◆ Aufgabe ◆
Wiederhole aus dem Interview über moebelmatch wortgetreu den Abschnitt von „Miriam:Die Idee für“ bis einschließlich „Schreinerbranche zu tun?“.

◆ Vorliegender Auszug ◆
STARTPLATZ: Beginnen wir mit dem Klassiker: euer Moment of Truth! Was war der ausschlaggebende Punkt moebelmatch zu gründen?
Miriam:Die Idee für moebelmatch entstand vor gut zwei Jahren aus eigenem Bedarf an einem Esstisch mit individuellen Maßen für unsere neue Wohnung. Da wurde uns zum ersten Mal bewusst, wie schwierig es ist, erstens eine passende und zweitens eine freie Schreinerei zu finden. Wir haben uns die Schreinerhandwerksbranche genauer angeschaut und uns gefragt, warum es trotz des Wandels zur Industrie 4.0 noch keine zukunftsfähige Onlinevertriebslösung gibt, die Verbrauchern einfachen Zugang zu Schreinereien deutschlandweit bietet und kleinbetriebliche Schreinereien vertrieblich ins Jetzt und Morgen hebt. Mit intensiven Analysen, Recherchen und Gesprächen mit Schreinereien startete dann unsere Reise mit moebelmatch. Seit einigen Monaten gehen wir diesen Weg nun zu dritt, zusammen mit Mio als Mitgründer und IT-Experte.
STARTPLATZ: Habt ihr generell irgendwas mit der Schreinerbranche zu tun?
Stephan: Wir sind branchen-, aber nicht fachfremd. Als Gründerteam bringen wir Wissen und Erfahrungen aus abgeschlossenen Studien, Ausbildungen und Praxiserfahrungen in den Bereichen IT, Wirtschaft und Kommunikation mit – die Disziplinen, die wir für die Umsetzung unseres Plattform-Business Cases insbesondere beherrschen müssen. Durch die Recherchen der letzten Jahre kennen wir die Branche nun aber besser denn je und für Handwerksfachfragen können wir immer auf unseren Schreinermeister zurückgreifen, der mit uns gemeinsam das Konzept von moebelmatch entwickelt hat. Da weiß man, woher die verarbeiteten Hölzer stammen, oft aus nachhaltiger, deutscher Forstwirtschaft, und erhält ein echtes Qualitätsprodukt, das auch den nächsten Umzug noch übersteht und vielleicht ewig im Haushalt bleibt. Da kennt man den Menschen und den Betrieb, der mit Kompetenz und unglaublich viel Leidenschaft dahintersteht. Eine spannende Branche!Fast 25.000 kleinbetriebliche Schreinereien und Manufakturen, die das Möbelsegment aufgrund von Markteintritten großer Onlineschreinereien zunehmend verlieren, können von unserer Onlinevertriebslösung nachhaltig profitieren. Mit moebelmatch können wir die Branche zukunftsfähig machen und den Einrichtungskonsum nachhaltiger gestalten! Genau das ist unsere Mission.

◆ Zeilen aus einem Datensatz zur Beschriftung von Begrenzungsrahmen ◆
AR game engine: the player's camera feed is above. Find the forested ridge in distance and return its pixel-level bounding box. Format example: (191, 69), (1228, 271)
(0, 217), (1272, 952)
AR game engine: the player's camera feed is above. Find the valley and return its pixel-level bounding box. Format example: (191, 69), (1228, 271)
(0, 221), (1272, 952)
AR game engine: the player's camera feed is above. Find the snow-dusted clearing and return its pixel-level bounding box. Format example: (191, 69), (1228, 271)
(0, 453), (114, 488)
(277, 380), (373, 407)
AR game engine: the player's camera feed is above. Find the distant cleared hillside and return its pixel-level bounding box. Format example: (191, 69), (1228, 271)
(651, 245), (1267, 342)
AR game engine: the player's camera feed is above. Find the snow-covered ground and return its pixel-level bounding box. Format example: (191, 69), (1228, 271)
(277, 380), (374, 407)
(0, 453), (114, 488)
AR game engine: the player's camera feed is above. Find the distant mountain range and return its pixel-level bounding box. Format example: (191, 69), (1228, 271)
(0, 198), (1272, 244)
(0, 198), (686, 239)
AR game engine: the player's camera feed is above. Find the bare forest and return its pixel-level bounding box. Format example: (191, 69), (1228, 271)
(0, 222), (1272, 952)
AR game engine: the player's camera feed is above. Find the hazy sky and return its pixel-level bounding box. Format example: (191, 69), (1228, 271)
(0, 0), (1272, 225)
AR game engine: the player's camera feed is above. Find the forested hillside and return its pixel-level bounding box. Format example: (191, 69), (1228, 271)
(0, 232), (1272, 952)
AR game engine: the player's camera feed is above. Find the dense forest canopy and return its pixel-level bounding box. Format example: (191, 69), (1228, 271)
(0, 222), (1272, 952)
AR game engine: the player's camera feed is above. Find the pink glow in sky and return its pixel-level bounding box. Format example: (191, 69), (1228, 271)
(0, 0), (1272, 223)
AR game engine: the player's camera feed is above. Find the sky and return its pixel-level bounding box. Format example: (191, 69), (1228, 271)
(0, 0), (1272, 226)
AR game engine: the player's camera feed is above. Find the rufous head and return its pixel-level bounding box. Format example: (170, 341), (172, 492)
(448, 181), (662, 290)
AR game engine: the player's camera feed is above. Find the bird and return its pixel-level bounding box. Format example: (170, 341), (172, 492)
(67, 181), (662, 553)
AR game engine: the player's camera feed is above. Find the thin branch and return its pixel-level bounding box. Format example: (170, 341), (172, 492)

◆ Lösung ◆
Miriam:Die Idee für moebelmatch entstand vor gut zwei Jahren aus eigenem Bedarf an einem Esstisch mit individuellen Maßen für unsere neue Wohnung. Da wurde uns zum ersten Mal bewusst, wie schwierig es ist, erstens eine passende und zweitens eine freie Schreinerei zu finden. Wir haben uns die Schreinerhandwerksbranche genauer angeschaut und uns gefragt, warum es trotz des Wandels zur Industrie 4.0 noch keine zukunftsfähige Onlinevertriebslösung gibt, die Verbrauchern einfachen Zugang zu Schreinereien deutschlandweit bietet und kleinbetriebliche Schreinereien vertrieblich ins Jetzt und Morgen hebt. Mit intensiven Analysen, Recherchen und Gesprächen mit Schreinereien startete dann unsere Reise mit moebelmatch. Seit einigen Monaten gehen wir diesen Weg nun zu dritt, zusammen mit Mio als Mitgründer und IT-Experte.
STARTPLATZ: Habt ihr generell irgendwas mit der Schreinerbranche zu tun?